(EXERCISE TASK): Every line from the line containing "Objective: one point per instance of the car bumper" through the final line below is to be repeated exactly; no other line is.

(ROWS):
==========

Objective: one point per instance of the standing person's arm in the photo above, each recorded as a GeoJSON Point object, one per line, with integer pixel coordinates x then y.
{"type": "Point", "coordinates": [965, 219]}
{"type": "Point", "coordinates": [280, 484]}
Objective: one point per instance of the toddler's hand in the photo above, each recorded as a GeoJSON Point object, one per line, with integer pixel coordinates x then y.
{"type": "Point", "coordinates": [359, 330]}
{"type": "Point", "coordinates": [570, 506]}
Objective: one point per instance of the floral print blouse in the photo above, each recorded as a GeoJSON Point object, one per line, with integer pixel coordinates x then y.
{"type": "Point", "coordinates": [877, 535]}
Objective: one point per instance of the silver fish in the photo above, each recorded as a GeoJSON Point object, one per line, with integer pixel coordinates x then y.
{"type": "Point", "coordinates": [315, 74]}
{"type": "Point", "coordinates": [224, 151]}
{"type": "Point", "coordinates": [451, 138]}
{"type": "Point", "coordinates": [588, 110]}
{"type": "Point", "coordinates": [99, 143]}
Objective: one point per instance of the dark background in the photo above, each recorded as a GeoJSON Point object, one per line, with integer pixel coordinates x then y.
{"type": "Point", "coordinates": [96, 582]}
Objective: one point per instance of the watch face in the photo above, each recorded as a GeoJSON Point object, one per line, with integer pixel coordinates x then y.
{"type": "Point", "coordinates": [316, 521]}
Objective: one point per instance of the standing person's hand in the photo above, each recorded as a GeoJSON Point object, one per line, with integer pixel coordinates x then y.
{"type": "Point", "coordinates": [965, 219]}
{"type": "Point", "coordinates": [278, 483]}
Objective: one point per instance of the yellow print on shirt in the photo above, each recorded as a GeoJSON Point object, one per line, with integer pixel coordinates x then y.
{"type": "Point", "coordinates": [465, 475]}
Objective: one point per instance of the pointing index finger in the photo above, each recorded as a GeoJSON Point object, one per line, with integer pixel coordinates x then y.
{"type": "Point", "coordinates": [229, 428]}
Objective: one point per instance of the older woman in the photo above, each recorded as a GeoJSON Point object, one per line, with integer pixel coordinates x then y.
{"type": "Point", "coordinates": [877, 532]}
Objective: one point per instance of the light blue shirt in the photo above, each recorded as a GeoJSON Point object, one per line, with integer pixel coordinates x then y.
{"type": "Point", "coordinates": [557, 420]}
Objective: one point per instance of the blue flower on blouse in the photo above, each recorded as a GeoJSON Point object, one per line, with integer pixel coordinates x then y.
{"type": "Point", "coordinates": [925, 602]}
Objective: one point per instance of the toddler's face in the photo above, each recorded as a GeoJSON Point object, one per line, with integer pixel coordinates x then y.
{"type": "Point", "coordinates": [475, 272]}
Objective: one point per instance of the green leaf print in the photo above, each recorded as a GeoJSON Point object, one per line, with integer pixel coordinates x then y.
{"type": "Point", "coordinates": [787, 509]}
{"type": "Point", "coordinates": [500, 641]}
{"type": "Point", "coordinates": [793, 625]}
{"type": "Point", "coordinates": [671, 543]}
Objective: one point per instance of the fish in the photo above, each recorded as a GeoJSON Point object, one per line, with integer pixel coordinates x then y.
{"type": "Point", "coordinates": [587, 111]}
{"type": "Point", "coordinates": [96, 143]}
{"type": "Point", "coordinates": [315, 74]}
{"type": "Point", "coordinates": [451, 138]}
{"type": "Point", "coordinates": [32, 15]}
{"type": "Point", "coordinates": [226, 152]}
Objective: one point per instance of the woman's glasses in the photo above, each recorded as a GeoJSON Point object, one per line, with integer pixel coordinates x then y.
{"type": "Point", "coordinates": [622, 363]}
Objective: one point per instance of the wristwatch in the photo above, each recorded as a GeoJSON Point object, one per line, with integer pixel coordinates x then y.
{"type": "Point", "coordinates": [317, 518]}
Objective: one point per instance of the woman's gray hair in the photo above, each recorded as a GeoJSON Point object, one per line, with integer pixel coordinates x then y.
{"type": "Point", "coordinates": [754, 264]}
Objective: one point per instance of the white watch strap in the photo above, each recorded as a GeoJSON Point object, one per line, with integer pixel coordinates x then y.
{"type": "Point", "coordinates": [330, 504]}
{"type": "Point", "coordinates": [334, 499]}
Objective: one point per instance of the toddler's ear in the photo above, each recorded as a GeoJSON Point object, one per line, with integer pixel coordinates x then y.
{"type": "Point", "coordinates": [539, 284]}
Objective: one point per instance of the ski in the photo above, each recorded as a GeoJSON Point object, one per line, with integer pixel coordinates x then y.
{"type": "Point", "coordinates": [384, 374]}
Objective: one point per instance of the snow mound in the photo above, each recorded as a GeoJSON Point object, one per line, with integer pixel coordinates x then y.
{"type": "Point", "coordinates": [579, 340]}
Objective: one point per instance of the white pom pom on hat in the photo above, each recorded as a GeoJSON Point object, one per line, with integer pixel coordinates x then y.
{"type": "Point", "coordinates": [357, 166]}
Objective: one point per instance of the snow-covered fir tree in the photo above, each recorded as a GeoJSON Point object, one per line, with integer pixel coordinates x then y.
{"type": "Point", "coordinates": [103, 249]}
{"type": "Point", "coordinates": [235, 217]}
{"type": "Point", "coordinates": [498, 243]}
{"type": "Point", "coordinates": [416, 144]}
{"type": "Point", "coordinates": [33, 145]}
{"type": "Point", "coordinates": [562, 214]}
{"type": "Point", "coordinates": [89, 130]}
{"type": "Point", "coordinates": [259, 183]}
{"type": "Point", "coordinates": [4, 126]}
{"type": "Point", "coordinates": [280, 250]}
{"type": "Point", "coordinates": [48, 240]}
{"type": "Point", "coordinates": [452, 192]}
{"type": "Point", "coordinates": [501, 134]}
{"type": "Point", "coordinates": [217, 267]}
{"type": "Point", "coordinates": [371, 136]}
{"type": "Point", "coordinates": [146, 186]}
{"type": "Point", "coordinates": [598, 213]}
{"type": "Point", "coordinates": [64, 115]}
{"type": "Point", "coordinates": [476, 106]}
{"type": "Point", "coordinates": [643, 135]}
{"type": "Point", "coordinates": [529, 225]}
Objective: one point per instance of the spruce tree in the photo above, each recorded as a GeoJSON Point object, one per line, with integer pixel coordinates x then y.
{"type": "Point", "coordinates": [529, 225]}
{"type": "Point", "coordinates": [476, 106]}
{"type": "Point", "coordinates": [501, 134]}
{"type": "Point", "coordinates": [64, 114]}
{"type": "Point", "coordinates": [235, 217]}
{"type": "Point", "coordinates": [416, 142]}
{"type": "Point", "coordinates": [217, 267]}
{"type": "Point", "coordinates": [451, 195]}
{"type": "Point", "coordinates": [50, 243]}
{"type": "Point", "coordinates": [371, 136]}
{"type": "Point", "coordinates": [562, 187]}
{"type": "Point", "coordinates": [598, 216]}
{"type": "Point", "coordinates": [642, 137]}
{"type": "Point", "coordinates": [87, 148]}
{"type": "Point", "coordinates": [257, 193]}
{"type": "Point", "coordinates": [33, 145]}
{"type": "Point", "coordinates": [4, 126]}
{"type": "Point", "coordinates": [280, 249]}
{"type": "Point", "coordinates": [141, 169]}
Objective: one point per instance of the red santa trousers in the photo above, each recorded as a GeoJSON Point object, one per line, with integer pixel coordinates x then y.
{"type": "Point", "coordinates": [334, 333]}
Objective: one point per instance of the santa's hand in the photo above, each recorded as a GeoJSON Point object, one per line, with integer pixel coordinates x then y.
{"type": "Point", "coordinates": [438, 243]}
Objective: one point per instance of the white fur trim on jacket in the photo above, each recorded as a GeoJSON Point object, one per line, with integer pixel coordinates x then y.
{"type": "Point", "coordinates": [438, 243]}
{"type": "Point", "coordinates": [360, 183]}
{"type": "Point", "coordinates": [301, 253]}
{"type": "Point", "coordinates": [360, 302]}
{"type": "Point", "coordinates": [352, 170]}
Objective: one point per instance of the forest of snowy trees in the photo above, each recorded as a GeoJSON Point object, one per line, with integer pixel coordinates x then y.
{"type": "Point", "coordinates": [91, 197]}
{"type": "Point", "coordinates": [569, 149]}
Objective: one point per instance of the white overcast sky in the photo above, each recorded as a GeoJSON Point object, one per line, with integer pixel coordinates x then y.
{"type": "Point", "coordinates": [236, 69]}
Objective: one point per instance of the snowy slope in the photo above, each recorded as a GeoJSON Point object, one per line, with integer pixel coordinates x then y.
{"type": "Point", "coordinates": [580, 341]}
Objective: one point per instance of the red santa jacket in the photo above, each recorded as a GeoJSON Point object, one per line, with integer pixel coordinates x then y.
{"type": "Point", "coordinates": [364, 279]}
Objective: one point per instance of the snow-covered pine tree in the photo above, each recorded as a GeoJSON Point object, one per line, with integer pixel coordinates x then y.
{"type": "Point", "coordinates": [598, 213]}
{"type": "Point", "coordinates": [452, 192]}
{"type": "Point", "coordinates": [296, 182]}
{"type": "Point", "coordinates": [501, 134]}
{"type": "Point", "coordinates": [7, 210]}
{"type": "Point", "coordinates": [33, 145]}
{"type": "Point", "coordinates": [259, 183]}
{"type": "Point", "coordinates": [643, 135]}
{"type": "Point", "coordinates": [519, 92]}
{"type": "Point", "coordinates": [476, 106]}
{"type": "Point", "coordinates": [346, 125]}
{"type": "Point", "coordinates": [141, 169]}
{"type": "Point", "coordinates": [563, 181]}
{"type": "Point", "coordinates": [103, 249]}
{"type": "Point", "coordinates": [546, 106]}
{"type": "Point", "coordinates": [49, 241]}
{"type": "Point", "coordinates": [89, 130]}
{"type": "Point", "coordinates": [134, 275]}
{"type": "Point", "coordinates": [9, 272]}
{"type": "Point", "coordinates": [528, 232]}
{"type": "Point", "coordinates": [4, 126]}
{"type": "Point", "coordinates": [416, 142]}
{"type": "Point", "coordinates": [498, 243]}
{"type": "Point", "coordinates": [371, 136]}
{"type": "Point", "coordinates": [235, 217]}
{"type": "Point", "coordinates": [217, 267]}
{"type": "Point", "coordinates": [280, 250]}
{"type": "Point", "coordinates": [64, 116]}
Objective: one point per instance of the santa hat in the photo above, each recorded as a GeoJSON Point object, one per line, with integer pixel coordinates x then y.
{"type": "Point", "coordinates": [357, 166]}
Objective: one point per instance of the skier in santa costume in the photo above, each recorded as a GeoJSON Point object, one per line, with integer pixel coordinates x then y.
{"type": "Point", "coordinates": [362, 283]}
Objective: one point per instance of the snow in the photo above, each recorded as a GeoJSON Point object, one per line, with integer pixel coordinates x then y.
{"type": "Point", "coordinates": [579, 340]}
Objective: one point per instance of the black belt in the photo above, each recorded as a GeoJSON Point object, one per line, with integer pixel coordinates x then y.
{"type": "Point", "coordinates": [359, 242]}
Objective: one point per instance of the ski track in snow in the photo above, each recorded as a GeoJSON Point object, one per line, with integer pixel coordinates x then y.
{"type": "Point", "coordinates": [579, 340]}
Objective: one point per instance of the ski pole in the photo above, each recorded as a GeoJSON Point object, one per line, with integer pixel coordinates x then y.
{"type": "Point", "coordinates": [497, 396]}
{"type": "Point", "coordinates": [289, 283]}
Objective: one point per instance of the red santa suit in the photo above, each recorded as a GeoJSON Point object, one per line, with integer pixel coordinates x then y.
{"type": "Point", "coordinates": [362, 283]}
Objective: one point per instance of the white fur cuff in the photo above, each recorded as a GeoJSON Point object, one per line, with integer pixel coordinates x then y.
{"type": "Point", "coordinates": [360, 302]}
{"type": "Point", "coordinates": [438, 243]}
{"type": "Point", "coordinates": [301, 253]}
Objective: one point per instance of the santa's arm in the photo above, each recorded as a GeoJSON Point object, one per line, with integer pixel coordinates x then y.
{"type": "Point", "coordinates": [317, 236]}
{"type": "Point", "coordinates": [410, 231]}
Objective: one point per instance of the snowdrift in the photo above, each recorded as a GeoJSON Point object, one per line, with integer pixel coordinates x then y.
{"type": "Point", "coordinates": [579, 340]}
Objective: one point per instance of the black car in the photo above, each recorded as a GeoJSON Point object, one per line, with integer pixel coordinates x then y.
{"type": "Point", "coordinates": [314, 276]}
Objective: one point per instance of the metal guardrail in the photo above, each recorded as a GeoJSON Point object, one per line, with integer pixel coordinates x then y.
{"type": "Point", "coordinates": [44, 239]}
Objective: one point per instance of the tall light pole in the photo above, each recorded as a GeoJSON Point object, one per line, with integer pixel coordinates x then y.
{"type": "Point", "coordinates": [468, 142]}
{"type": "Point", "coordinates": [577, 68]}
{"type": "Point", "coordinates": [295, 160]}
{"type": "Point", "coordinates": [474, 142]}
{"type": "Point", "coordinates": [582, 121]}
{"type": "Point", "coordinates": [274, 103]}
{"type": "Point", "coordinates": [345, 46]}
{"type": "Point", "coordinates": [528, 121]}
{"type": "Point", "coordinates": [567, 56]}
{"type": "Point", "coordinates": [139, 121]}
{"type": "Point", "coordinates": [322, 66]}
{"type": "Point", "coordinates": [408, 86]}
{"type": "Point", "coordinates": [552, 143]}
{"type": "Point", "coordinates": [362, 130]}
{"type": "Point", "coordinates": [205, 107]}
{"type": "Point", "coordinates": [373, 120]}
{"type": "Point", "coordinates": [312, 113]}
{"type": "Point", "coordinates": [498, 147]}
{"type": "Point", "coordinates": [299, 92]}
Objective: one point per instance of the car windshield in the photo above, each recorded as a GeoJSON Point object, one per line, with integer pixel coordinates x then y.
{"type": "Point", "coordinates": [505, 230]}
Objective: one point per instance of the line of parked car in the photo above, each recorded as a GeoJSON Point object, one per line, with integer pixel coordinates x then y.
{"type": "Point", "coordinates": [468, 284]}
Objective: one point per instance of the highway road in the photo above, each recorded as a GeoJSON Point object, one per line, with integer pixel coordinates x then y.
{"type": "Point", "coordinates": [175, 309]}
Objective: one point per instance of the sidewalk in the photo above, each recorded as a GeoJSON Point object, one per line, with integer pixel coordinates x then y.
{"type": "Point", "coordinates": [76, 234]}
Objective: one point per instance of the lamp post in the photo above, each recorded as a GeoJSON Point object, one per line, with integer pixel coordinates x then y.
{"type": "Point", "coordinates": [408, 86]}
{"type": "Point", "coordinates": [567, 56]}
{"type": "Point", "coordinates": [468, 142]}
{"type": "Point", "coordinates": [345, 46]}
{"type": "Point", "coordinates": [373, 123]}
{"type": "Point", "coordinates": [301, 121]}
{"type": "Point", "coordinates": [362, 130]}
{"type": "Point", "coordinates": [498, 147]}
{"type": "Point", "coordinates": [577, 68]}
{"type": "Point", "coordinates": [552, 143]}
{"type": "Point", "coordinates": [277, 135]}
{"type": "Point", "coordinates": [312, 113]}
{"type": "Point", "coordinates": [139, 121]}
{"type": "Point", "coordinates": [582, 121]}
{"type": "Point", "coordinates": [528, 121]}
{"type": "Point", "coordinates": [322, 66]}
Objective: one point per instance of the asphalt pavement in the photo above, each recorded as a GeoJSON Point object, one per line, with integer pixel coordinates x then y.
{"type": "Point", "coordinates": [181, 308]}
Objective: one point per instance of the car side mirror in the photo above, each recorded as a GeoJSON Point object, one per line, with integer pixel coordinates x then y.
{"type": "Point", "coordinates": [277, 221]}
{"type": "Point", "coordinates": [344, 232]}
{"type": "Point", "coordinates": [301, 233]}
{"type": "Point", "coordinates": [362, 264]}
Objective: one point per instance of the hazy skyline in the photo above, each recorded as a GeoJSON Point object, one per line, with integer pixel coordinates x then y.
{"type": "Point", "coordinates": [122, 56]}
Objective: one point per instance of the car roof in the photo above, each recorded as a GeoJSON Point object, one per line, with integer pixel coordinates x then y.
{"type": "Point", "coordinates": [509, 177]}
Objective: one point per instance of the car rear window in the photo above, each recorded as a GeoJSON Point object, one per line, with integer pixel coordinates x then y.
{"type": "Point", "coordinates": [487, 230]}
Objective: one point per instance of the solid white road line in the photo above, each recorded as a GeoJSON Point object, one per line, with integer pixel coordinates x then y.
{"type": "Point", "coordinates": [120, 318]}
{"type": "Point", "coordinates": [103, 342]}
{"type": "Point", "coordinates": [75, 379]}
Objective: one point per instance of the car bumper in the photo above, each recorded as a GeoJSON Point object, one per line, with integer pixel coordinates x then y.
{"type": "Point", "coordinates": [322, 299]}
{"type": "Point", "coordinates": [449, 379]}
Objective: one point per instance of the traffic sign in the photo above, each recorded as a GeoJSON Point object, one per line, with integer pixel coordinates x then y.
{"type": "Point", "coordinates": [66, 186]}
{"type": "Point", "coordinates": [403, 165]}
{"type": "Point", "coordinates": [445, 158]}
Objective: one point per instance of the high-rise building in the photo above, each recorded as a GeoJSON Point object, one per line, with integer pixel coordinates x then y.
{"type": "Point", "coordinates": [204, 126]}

==========

(PROBLEM SOLUTION):
Objective: one point per instance of the car bumper in the photo above, each recorded as a GeoJSON Point object, one per line, with integer pixel coordinates x then y.
{"type": "Point", "coordinates": [322, 299]}
{"type": "Point", "coordinates": [449, 379]}
Objective: one point per instance of the traffic sign in the photo above, each recorded as a GeoJSON Point object, one per line, with integer pixel coordinates x then y.
{"type": "Point", "coordinates": [66, 186]}
{"type": "Point", "coordinates": [403, 165]}
{"type": "Point", "coordinates": [445, 158]}
Objective: one point per instance of the high-rise building in the photo above, each recorded as a GeoJSON Point object, one per line, with integer pixel coordinates x then y.
{"type": "Point", "coordinates": [204, 126]}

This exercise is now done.